> **Exercise brief**
For each line of the data below that holds "pavement", copy the line.

- - - -

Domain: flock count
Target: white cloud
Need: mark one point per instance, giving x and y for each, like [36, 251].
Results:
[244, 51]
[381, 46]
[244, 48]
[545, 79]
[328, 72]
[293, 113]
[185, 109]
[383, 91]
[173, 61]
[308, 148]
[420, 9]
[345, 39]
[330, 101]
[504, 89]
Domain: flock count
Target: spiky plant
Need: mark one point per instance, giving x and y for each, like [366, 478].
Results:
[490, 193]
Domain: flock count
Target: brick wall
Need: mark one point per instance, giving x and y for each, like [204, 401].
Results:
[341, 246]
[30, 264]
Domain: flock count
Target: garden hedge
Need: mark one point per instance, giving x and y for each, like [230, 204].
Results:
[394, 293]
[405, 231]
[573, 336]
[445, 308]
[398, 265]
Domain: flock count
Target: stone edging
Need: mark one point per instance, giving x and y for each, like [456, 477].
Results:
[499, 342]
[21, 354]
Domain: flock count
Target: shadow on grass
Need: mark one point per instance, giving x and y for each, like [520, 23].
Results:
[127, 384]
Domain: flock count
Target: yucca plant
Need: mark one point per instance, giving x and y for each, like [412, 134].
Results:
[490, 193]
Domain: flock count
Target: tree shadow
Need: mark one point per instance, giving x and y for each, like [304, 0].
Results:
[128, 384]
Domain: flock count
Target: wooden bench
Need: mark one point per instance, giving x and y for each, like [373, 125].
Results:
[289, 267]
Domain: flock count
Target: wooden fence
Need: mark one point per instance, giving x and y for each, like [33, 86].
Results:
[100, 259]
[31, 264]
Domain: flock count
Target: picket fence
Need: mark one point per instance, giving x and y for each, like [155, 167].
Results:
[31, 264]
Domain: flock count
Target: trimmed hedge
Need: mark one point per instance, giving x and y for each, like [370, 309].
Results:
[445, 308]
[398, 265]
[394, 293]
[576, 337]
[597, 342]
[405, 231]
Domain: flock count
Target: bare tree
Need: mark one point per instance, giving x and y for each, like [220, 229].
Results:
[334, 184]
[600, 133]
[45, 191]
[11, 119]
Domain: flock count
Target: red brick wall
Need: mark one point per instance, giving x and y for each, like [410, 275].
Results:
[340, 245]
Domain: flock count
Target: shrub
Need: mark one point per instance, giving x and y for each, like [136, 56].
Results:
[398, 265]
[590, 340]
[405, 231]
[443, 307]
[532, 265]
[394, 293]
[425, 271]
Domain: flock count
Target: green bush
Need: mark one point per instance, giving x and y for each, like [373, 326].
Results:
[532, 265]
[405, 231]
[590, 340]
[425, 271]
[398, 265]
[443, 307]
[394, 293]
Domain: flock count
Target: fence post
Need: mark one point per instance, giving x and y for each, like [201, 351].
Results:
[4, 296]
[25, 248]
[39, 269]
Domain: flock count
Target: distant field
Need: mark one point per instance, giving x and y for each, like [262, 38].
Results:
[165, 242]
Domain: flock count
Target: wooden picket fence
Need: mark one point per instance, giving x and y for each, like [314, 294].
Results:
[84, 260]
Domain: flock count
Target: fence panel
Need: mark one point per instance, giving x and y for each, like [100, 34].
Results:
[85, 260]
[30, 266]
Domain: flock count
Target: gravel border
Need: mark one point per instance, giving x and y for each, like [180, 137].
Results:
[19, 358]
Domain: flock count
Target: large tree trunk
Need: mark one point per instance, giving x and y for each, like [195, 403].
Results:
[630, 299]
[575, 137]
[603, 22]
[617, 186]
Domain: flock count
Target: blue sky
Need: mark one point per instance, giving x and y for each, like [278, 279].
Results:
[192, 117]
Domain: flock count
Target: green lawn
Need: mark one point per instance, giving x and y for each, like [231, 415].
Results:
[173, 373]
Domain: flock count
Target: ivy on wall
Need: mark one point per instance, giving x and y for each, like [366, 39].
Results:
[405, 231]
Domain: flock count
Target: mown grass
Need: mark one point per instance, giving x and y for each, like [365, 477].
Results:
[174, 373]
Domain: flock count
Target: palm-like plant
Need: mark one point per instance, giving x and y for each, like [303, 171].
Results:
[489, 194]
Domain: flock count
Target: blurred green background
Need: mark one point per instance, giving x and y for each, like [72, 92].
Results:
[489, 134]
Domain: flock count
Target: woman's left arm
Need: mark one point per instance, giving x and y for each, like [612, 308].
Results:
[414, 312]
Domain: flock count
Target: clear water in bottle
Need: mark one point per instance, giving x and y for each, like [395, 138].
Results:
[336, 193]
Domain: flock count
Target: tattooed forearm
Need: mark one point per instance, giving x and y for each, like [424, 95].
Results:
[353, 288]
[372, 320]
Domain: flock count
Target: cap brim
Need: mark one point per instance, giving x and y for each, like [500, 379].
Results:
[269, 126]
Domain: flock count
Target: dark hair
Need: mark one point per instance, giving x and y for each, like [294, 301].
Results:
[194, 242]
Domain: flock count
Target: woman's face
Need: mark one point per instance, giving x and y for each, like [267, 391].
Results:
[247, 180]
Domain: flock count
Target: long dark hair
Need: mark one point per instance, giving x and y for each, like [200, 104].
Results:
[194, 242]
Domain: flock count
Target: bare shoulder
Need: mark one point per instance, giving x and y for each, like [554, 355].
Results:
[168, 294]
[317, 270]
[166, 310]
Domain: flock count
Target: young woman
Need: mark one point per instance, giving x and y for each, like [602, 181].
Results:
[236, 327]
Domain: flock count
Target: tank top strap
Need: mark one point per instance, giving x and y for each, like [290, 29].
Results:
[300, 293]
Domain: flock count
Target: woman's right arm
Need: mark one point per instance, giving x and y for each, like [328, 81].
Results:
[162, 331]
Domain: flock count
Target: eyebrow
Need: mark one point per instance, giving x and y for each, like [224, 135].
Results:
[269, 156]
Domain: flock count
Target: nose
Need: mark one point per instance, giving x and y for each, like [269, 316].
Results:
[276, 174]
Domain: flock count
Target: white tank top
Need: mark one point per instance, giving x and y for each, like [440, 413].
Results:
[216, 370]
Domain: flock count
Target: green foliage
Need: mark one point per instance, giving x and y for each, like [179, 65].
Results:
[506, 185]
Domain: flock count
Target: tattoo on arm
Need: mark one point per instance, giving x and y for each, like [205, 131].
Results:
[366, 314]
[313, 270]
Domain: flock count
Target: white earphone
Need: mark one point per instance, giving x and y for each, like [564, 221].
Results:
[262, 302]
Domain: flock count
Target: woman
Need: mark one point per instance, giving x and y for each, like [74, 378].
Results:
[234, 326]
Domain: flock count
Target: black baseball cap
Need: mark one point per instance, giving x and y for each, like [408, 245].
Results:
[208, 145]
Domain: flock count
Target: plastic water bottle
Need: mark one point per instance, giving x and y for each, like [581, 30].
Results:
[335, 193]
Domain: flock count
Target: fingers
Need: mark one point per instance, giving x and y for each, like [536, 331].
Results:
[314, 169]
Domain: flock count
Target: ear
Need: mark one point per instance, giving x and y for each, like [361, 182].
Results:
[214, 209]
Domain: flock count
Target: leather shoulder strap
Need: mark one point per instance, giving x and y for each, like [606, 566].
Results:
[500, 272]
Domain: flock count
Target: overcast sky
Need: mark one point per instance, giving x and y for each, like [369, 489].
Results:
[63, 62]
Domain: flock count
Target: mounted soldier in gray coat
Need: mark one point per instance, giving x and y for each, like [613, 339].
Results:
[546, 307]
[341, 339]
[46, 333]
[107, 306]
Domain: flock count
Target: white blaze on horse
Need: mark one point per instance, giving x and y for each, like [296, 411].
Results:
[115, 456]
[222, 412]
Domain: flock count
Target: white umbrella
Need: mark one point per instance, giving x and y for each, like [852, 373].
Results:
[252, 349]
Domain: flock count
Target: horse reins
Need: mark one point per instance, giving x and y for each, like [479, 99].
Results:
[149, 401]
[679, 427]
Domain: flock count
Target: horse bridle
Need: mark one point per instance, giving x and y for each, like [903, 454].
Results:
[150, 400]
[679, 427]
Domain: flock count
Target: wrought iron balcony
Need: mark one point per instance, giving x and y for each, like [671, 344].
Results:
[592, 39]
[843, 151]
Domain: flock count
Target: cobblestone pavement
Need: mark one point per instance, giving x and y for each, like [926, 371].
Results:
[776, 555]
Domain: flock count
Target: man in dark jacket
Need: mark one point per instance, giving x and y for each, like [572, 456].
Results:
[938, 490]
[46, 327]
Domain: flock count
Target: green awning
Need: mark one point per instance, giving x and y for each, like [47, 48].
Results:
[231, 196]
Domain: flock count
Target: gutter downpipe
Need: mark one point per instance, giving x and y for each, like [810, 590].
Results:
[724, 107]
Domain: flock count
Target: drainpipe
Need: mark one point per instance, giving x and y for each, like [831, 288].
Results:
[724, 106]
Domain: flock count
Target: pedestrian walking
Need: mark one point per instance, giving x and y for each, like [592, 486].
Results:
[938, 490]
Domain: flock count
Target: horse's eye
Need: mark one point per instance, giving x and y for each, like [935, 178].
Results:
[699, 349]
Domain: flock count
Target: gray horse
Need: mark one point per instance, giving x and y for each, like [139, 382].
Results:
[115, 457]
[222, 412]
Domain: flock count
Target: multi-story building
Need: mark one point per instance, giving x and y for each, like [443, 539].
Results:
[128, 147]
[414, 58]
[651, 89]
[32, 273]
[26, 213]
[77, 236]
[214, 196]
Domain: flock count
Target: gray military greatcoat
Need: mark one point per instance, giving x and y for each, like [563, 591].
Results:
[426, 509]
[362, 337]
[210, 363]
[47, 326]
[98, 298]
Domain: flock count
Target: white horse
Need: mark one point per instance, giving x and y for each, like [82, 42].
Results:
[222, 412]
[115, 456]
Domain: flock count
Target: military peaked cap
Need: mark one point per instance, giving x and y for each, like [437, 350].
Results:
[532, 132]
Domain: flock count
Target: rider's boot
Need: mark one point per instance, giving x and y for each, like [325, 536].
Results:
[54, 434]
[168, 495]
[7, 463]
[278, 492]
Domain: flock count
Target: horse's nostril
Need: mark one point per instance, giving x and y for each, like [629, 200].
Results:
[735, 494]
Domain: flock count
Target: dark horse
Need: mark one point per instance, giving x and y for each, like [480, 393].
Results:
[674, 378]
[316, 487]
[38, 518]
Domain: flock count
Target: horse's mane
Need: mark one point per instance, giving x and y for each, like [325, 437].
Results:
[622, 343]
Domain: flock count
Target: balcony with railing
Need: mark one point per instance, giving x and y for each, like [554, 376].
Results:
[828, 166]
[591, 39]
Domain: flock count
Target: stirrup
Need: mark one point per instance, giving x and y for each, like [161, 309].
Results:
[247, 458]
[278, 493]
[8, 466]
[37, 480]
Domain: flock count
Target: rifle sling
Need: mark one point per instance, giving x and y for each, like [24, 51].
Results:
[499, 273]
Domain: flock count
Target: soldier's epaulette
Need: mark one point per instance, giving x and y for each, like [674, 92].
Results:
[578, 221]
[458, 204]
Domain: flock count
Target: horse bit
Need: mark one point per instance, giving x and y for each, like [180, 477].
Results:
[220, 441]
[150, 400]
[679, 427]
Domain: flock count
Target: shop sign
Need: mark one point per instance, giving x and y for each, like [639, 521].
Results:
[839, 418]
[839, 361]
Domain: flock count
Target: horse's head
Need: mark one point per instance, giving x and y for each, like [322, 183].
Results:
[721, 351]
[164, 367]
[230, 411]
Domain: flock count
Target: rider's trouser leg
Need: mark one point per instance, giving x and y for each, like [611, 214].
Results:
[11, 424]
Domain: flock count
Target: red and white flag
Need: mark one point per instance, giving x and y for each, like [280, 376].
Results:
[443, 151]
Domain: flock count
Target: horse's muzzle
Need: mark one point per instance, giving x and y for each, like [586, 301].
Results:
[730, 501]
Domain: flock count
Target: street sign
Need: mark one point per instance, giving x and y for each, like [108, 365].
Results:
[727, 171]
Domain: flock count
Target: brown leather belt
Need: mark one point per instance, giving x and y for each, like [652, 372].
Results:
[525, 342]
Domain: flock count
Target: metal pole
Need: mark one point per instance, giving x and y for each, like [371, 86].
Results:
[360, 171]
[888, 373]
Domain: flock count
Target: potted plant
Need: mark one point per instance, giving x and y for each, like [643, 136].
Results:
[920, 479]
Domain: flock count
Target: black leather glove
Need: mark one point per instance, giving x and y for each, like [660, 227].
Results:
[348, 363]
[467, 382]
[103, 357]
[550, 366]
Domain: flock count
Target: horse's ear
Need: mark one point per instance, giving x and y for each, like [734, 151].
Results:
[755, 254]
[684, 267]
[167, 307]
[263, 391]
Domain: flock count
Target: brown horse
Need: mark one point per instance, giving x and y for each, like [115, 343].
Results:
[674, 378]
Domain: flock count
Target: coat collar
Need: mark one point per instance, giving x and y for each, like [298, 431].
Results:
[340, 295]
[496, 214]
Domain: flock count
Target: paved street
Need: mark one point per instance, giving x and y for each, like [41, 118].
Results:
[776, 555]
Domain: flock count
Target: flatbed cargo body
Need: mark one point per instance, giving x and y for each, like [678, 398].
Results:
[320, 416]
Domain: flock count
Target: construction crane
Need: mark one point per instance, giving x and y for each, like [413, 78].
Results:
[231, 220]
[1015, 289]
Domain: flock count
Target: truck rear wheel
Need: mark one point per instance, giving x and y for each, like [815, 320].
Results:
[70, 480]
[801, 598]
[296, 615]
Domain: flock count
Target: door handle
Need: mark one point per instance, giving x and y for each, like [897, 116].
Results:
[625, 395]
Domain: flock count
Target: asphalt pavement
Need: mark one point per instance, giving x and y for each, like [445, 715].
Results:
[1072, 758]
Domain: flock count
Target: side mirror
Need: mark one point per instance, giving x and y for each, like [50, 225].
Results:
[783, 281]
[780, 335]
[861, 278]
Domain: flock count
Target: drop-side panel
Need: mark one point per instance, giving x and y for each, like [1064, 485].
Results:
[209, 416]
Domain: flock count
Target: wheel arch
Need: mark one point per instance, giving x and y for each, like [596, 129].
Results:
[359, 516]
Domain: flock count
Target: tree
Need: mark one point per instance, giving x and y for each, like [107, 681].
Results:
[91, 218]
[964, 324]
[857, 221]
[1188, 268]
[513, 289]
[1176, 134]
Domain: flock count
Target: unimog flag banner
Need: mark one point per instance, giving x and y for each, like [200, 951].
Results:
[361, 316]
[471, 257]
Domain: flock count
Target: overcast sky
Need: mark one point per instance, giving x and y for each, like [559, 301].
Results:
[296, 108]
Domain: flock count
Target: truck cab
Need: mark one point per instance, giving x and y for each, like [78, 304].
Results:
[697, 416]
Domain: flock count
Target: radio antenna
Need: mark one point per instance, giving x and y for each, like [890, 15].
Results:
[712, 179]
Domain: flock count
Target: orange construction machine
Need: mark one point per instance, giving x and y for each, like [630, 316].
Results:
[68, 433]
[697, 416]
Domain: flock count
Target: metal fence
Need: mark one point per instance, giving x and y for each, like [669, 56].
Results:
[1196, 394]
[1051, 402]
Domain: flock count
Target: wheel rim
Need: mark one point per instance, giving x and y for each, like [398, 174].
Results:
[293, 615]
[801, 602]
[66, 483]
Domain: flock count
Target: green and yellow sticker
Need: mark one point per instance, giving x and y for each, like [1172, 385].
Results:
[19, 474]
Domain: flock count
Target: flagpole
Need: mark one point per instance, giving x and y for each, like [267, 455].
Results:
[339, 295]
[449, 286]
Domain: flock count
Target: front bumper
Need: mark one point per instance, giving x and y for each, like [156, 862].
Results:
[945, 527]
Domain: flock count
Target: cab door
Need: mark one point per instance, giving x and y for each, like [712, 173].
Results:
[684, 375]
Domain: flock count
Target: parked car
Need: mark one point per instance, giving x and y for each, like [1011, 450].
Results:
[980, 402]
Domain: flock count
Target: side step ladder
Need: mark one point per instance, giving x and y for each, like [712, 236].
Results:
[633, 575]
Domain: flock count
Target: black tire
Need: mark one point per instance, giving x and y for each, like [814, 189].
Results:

- - - -

> **Solution to the problem**
Target: cobblestone pavement
Target: asphalt pavement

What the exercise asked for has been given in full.